Please edit the listing below by changing "field log" to "survey record" throughout, then write the listing out in full with everything else left the same.

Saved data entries
------------------------------------------------
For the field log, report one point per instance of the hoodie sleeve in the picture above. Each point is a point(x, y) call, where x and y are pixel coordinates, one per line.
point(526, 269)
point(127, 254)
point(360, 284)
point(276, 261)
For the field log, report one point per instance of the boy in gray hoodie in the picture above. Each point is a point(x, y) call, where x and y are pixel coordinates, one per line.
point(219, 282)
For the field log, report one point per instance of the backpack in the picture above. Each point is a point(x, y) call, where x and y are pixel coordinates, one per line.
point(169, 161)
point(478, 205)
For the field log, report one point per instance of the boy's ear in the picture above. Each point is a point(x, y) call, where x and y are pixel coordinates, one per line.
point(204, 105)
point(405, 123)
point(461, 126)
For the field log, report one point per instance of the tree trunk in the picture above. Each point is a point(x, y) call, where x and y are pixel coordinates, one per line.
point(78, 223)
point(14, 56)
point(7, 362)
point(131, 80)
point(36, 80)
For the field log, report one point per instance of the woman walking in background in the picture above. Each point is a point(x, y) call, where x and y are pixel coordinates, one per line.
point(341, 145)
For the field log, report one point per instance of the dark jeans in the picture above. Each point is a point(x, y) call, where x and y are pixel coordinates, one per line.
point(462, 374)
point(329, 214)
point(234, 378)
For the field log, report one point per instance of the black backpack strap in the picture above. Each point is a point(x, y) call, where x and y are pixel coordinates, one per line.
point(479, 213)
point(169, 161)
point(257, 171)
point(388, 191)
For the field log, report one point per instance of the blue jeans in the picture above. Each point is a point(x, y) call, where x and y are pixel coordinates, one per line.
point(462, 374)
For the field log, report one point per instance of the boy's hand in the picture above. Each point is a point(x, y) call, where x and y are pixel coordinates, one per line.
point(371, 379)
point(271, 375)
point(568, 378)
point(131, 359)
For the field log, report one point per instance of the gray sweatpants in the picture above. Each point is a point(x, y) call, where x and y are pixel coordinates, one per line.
------------------------------------------------
### ANSWER TO THE EXERCISE
For the survey record, report one point per instance of the hoodie sleeve in the picture above. Each point is a point(x, y) call, where x and y are pixel coordinates, one per line.
point(526, 269)
point(127, 254)
point(360, 284)
point(276, 261)
For the survey record, report one point per instance of the boy in gray hoodie in the picture above. Each point is a point(x, y) call, where x and y are pixel coordinates, one per line.
point(219, 282)
For the survey record, report one point per instance of the backpack in the picture above. Each point is a point(x, y) call, where x and y are pixel coordinates, one per line.
point(169, 161)
point(478, 205)
For the survey record, report one point per instance of the boy's ear in the picture above. Each point is a point(x, y) call, where x and y are pixel coordinates, one per line.
point(204, 105)
point(405, 123)
point(461, 126)
For the survey record, report one point per instance of the tree trunk in the picture above. Each point is a point(x, y) call, where x and y are pixel coordinates, one per line.
point(78, 223)
point(14, 56)
point(7, 362)
point(131, 80)
point(36, 80)
For the survey record, report one point per instance of the woman walking in background in the picture above. Each point is a point(x, y) call, where x and y are pixel coordinates, one per line.
point(341, 145)
For the survey record, report one point per instance of the dark jeans in the picture above. Each point is a point(x, y) call, where x and y are pixel coordinates, one per line.
point(462, 374)
point(329, 214)
point(234, 378)
For the survey record, report one point per instance of the black backpack strap in the picture above. Each point is a point(x, y) call, where x and y are pixel coordinates, one per line.
point(479, 213)
point(169, 161)
point(257, 171)
point(388, 191)
For the survey record, report one point per instance of the blue jeans in the picture above. Each point is a point(x, y) call, where x and y are pixel coordinates, one per line.
point(462, 374)
For the survey record, report one point per instance of the boy's hand in the picture above. Each point is a point(x, y) call, where x and y are pixel coordinates, one per line.
point(371, 379)
point(271, 375)
point(568, 378)
point(131, 359)
For the survey record, report one point per instance of the gray sweatpants in the picture above. Each point is a point(x, y) call, where x and y are pixel coordinates, one per line.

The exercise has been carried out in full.